[Records contained in a dataset]
%%

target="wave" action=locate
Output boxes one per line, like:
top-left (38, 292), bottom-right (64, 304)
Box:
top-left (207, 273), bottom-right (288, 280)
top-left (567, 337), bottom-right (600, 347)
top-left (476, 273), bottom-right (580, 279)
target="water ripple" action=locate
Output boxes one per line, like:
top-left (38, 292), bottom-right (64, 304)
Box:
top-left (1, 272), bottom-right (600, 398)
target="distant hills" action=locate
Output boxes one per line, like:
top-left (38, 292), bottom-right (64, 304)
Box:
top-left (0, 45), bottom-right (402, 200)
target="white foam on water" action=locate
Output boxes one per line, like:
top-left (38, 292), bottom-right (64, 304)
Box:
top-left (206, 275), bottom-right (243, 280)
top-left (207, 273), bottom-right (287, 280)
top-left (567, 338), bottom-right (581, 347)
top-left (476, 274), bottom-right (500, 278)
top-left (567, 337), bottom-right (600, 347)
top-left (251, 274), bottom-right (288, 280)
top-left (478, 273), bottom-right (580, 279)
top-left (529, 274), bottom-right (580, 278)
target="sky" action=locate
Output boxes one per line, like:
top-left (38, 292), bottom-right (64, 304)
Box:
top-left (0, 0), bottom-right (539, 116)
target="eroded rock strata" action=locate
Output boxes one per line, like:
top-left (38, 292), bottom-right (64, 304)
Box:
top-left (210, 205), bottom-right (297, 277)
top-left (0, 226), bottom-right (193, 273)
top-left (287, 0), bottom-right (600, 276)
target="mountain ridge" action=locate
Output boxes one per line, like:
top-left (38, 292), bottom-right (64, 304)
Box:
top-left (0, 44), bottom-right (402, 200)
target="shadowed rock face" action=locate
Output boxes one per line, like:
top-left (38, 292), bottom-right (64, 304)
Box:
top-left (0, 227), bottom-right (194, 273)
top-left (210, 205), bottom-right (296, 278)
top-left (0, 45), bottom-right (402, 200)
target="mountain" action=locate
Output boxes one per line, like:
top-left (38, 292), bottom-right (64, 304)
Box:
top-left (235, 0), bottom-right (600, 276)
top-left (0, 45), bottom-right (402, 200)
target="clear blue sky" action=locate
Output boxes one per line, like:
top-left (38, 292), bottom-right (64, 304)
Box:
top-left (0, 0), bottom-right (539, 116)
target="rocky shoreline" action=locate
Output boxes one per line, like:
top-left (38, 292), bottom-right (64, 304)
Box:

%%

## Problem description
Write the data out once more, exactly as it was given.

## Solution to this problem
target="wave" action=locate
Output boxes one per line, like:
top-left (38, 292), bottom-right (64, 304)
Box:
top-left (207, 273), bottom-right (288, 280)
top-left (567, 337), bottom-right (600, 347)
top-left (476, 273), bottom-right (580, 279)
target="water ripple" action=locate
Output boxes one per line, like:
top-left (38, 292), bottom-right (64, 304)
Box:
top-left (1, 272), bottom-right (600, 398)
target="distant hills" action=locate
Output boxes one per line, like:
top-left (38, 292), bottom-right (64, 304)
Box:
top-left (0, 45), bottom-right (402, 200)
target="white foam on water" action=locate
Output boxes one per line, like:
top-left (38, 292), bottom-right (64, 304)
Box:
top-left (206, 275), bottom-right (243, 280)
top-left (207, 273), bottom-right (287, 280)
top-left (567, 338), bottom-right (581, 347)
top-left (476, 274), bottom-right (500, 278)
top-left (567, 337), bottom-right (600, 347)
top-left (251, 274), bottom-right (288, 280)
top-left (478, 273), bottom-right (580, 279)
top-left (529, 274), bottom-right (580, 278)
target="sky" action=locate
Output boxes one per line, like:
top-left (38, 292), bottom-right (64, 304)
Box:
top-left (0, 0), bottom-right (539, 116)
target="eroded rock strata" action=locate
Output boxes one per line, like:
top-left (38, 292), bottom-right (64, 304)
Box:
top-left (210, 205), bottom-right (297, 277)
top-left (0, 226), bottom-right (193, 273)
top-left (287, 0), bottom-right (600, 276)
target="mountain ridge" action=locate
Output boxes one per line, like:
top-left (38, 292), bottom-right (64, 304)
Box:
top-left (0, 44), bottom-right (402, 200)
target="shadowed rock face" action=locate
Output boxes one per line, like:
top-left (38, 292), bottom-right (64, 304)
Box:
top-left (0, 227), bottom-right (194, 273)
top-left (210, 205), bottom-right (296, 278)
top-left (0, 45), bottom-right (402, 200)
target="mountain" action=locate
Output boxes one per line, like:
top-left (38, 292), bottom-right (64, 304)
Box:
top-left (235, 0), bottom-right (600, 276)
top-left (0, 45), bottom-right (402, 200)
target="clear blue sky" action=locate
Output boxes one per line, like:
top-left (38, 292), bottom-right (64, 304)
Box:
top-left (0, 0), bottom-right (539, 116)
target="rocky shoreline" action=locate
Output boxes one per line, like:
top-left (38, 292), bottom-right (64, 304)
Box:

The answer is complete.